Neurite óptica (NO) ocorre como primeiro sintoma em cerca de 56 a 76% dos pacientes. Já a mielite ocorre como primeiro sintoma em 13 a 39%, e a ocorrência simultânea de ambos como primeiro sintoma em 4 a 11% dos casos. Pode ser que o intervalo entre a ocorrência de NO e a de mielite seja de dias a anos. 

Geralmente o início do quadro é súbito, abrupto, e pode haver em mais da metade dos casos sintomas de febre, dor de cabeça e dores musculares, assemelhando-se a um quadro gripal ou resfriado, ou mesmo diarreia, antes dos sintomas específicos começarem. Na verdade, há especulações de que infecções virais, ou mais raramente bacterianas, poderiam preceder a doença (sugerindo uma relação causal, no entanto não provada).

A neurite óptica assemelha-se à da esclerose múltipla (EM) (leia mais sobre ela aqui). Já a mielite pode levar a perda de sensibilidade e de força nas pernas (e também nos braços). Sintomas mais raros, como soluços ou falta de ar súbitos, sem doenças aparentes fora do sistema nervoso, podem ocorrer. 

A doença pode ocorrer em um único surto (monofásica) em 32% dos casos, ou pode vir em múltiplos surtos (recorrente).

+ + + + +

* **Problemas a resolver**
• A. De acordo com o trecho, em que porcentagem dos casos a doença ocorre em um único surto?
• B. Reescreva a passagem do trecho de "Geralmente o início" a "entanto não provada).", substituindo "dor de cabeça" por "cefaleia".
A listagem é um material à parte e não tem relação com o trecho.

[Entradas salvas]
+ + + + +

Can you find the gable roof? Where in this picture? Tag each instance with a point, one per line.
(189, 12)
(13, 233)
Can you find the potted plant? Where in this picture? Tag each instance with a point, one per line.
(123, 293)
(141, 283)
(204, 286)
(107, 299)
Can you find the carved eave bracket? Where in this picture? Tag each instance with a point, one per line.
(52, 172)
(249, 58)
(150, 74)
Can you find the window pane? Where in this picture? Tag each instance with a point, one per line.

+ + + + +

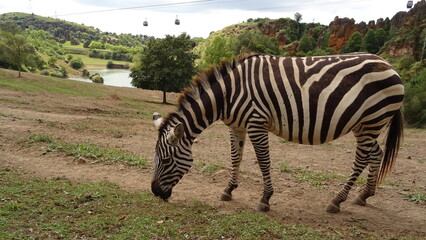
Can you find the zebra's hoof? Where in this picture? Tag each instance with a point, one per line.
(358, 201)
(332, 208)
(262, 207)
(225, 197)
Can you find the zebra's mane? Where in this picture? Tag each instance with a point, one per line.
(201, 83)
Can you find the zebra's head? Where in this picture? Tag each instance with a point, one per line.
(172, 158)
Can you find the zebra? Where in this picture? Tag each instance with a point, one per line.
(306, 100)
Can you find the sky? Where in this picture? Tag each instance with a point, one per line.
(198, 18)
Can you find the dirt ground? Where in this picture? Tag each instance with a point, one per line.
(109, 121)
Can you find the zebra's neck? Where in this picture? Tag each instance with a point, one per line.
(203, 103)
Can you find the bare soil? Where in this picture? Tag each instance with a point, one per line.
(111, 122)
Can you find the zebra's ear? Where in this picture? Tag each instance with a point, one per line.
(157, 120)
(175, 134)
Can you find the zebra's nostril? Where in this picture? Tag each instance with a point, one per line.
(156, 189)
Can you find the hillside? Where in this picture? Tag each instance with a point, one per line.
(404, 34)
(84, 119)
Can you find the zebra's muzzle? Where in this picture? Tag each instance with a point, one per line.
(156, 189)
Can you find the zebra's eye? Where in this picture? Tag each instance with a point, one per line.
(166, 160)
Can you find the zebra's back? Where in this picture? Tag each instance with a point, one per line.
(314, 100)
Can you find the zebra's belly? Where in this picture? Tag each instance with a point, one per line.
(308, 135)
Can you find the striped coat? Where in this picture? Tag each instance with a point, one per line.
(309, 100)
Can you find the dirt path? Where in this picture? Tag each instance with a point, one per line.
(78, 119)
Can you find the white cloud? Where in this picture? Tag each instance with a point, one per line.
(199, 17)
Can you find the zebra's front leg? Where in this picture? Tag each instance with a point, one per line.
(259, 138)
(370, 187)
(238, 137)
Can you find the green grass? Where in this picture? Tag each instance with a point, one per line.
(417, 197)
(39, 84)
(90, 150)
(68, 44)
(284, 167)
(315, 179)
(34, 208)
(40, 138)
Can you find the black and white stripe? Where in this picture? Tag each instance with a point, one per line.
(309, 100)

+ + + + +

* **Respostas do exercício**
• A. Em 32% dos casos.

• B.
Geralmente o início do quadro é súbito, abrupto, e pode haver em mais da metade dos casos sintomas de febre, cefaleia e dores musculares, assemelhando-se a um quadro gripal ou resfriado, ou mesmo diarreia, antes dos sintomas específicos começarem. Na verdade, há especulações de que infecções virais, ou mais raramente bacterianas, poderiam preceder a doença (sugerindo uma relação causal, no entanto não provada).